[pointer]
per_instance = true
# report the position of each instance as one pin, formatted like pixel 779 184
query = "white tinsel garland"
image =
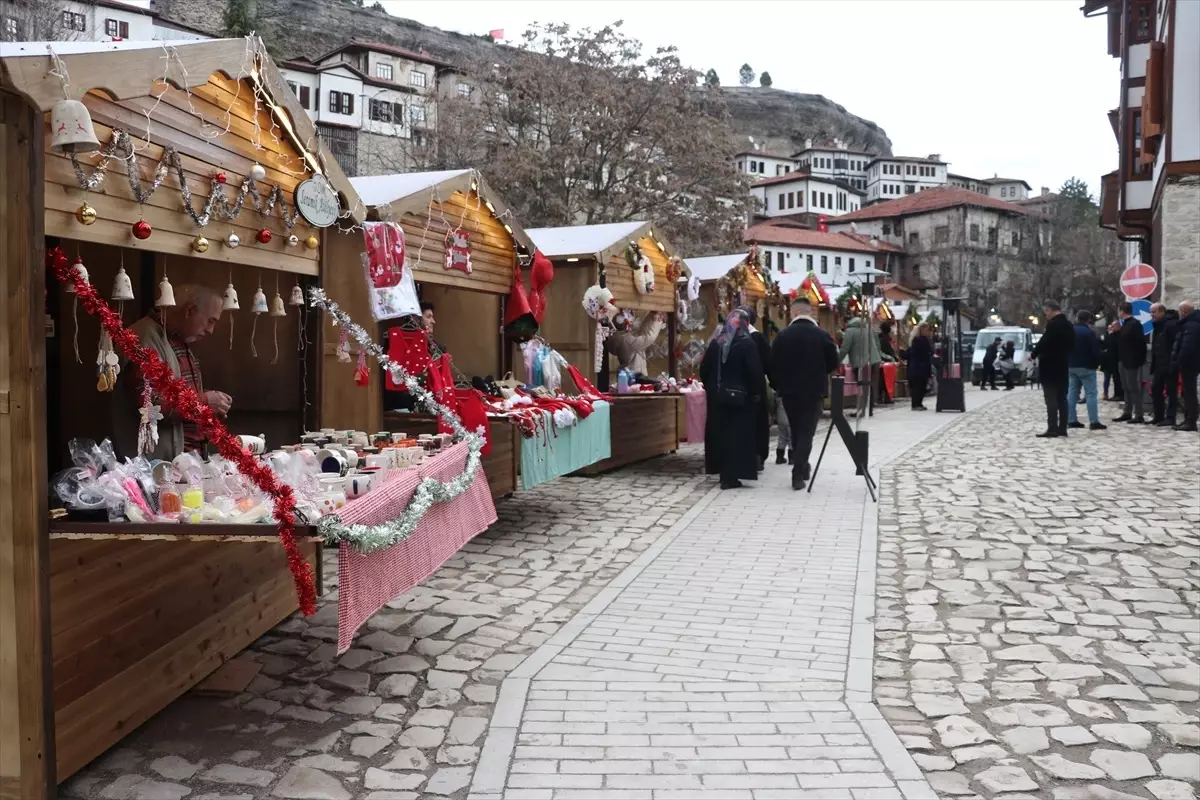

--- REQUIREMENT ---
Take the line that contains "# report the" as the first and the last line of the records as the end, and please quote those lines exactly, pictures omitted.

--- RESULT OF THIS TASK ---
# report the position of each instance as one pin, formatted like pixel 779 184
query = "white tinsel garland"
image =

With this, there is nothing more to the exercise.